Task directions>
Render every line of the data below as a JSON list of strings, one string per line, leaving out blank lines.

◆ ◆ ◆ ◆

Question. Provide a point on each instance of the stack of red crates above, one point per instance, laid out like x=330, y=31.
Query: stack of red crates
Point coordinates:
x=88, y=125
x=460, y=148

◆ ◆ ◆ ◆

Solution for this task>
[
  "Question. Provide a point on each instance of the stack of red crates above, one point per instance, laid out like x=330, y=31.",
  "Query: stack of red crates",
  "Point coordinates:",
  "x=88, y=125",
  "x=460, y=148"
]